» **Document text**

* start *

Monday, April 26, 2010

State may signal Arizona immigration law's fate

http://bit.ly/cOlfJw

State may signal Arizona immigration law's fate

Monday, April 26, 2010

(04-25) 17:12 PDT San Francisco -- The last time a state aimed its laws at illegal immigrants, it was rebuked by a federal judge.


"The state is powerless to enact its own scheme to regulate immigration," U.S. District Judge Mariana Pfaelzer said in a ruling striking down California's Proposition 187, a 1994 initiative that sought to deny health and welfare benefits and public schooling to the undocumented. Pfaelzer said California voters were understandably frustrated with ineffective federal enforcement of immigration laws. But no matter how serious the problem, she said, "the authority to regulate immigration belongs exclusively to the federal government."


It's a message that may soon be heard in Arizona, where another effort to use state laws to combat illegal immigration is headed for court.


Since Pfaelzer's 1995 decision, federal judges in Pennsylvania and Texas have issued similar rulings overturning local ordinances that prohibited illegal immigrants from renting homes or apartments.

* end *

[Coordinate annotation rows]
* start *

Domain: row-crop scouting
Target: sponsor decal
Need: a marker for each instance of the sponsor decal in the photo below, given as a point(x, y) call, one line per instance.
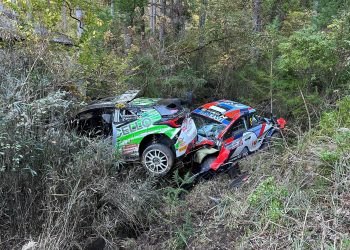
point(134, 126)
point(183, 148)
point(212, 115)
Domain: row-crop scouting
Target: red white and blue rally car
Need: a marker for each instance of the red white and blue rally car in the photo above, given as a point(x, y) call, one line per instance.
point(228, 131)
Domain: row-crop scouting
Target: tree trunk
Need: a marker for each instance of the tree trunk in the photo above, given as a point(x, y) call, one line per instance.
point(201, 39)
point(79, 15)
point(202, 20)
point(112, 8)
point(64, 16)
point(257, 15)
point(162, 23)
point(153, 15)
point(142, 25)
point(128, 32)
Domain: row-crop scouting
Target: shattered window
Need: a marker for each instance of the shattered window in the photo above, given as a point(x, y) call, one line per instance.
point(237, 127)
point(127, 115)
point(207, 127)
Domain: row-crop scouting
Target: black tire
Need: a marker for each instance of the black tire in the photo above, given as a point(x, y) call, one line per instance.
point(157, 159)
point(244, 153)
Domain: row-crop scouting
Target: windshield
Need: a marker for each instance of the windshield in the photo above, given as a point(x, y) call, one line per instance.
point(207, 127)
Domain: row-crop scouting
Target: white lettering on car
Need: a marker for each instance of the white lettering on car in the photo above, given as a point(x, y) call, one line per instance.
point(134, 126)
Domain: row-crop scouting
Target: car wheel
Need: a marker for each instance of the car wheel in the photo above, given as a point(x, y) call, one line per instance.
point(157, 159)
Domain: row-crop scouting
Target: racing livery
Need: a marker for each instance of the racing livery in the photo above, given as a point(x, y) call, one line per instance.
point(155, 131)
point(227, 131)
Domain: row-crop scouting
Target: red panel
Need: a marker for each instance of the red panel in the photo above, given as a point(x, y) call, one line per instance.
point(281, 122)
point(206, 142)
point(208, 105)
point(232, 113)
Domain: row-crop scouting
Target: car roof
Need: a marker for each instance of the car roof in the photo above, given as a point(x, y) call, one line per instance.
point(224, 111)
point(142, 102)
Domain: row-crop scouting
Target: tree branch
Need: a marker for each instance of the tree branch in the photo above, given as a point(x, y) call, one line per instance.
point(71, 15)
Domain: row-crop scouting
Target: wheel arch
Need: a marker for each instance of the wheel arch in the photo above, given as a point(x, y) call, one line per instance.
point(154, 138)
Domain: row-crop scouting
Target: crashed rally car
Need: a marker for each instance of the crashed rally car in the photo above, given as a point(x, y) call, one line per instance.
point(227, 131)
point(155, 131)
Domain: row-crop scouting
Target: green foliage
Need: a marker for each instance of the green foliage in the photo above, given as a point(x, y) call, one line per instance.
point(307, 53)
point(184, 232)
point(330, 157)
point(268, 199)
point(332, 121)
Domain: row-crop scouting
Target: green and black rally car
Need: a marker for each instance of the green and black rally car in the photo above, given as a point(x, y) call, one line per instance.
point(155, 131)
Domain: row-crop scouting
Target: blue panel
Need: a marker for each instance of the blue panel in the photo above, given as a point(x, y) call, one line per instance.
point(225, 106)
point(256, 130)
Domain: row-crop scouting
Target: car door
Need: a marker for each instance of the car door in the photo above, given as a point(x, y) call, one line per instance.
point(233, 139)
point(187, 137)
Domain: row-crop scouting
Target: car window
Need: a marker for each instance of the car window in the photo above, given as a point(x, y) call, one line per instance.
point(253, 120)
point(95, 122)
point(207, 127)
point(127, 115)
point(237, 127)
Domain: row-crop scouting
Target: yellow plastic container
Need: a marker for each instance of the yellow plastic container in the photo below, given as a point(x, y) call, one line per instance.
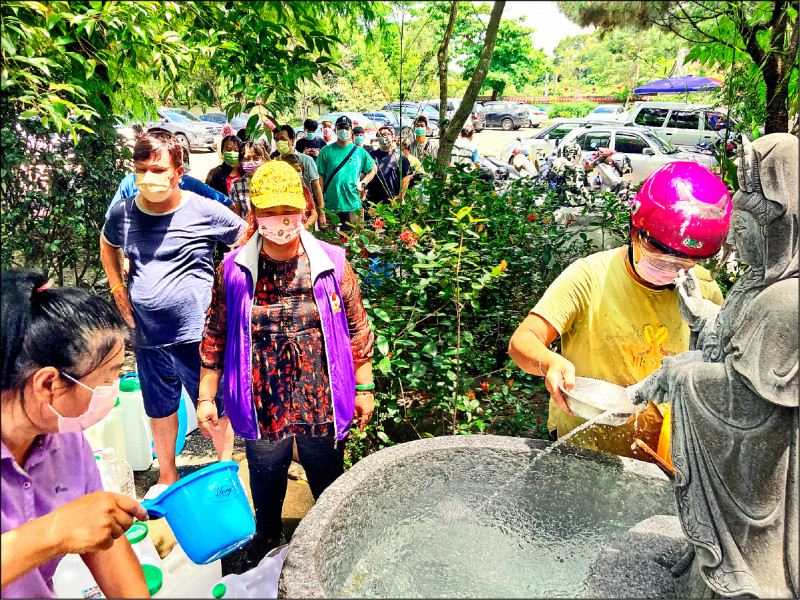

* end *

» **List of tasks**
1. Answer these questions from the article on Arizona's immigration law:
(a) Which U.S. District Judge struck down California's Proposition 187?
(b) In what year was Proposition 187 put forward as an initiative?
(c) In which two states did federal judges overturn local ordinances barring illegal immigrants from renting homes or apartments?
2. Render this sentence from the Arizona immigration article in Spanish: "It's a message that may soon be heard in Arizona, where another effort to use state laws to combat illegal immigration is headed for court."
3. Resume the article on Arizona's immigration law after its final sentence, adding a few more paragraphs.
The rows are not needed for anything here.

» **Final results**
1.
(a) Mariana Pfaelzer
(b) 1994
(c) Pennsylvania and Texas

2. Es un mensaje que pronto podría escucharse en Arizona, donde otro intento de usar leyes estatales para combatir la inmigración ilegal se encamina a los tribunales.

3.
No appeals court has yet reviewed the extent of a state or local government's power to adopt laws based on a resident's immigration status. But the district court rulings foreshadow legal difficulties for a new


Arizona law that is far broader than any measure the courts have yet considered. Signed Friday by Gov. Jan Brewer, and due to take effect in a little more than 90 days, the law makes it a crime for an immigrant to be in Arizona without proof of legal status, and requires police to try to determine the immigration status of anyone they reasonably suspect of being in the country illegally.


Like Prop. 187 - dubbed the "Save Our State" initiative by sponsors - Arizona's law is portrayed by its backers as a collective act of self-defense from the federal government's failure to control its borders. Polls indicate the measure is strongly supported by voters in a state whose border with Mexico is the site of more illegal crossings than any other in the nation. But the measure may be even harder to defend in court than Prop. 187.

Wilson's re-election bid

Then-Gov. Pete Wilson, who tied his successful 1994 re-election campaign to the immigration initiative, argued that the state was not trying to regulate immigration. It was, he said, merely seeking to preserve its benefits, like non-emergency health care and public education, for legal residents.


Pfaelzer disagreed, saying federal law exclusively regulates both immigration and immigrants' access to government services. An appeals court never considered the argument because Wilson's successor, Gray Davis, dropped the state's appeal and settled the case.


The issue may soon be addressed by two other appeals courts. One is now considering an attempt by Hazleton, Pa., to exclude illegal immigrants from rental housing, and another will review an appeal by Farmers Branch, Texas, which saw a similar ordinance struck down by a district judge.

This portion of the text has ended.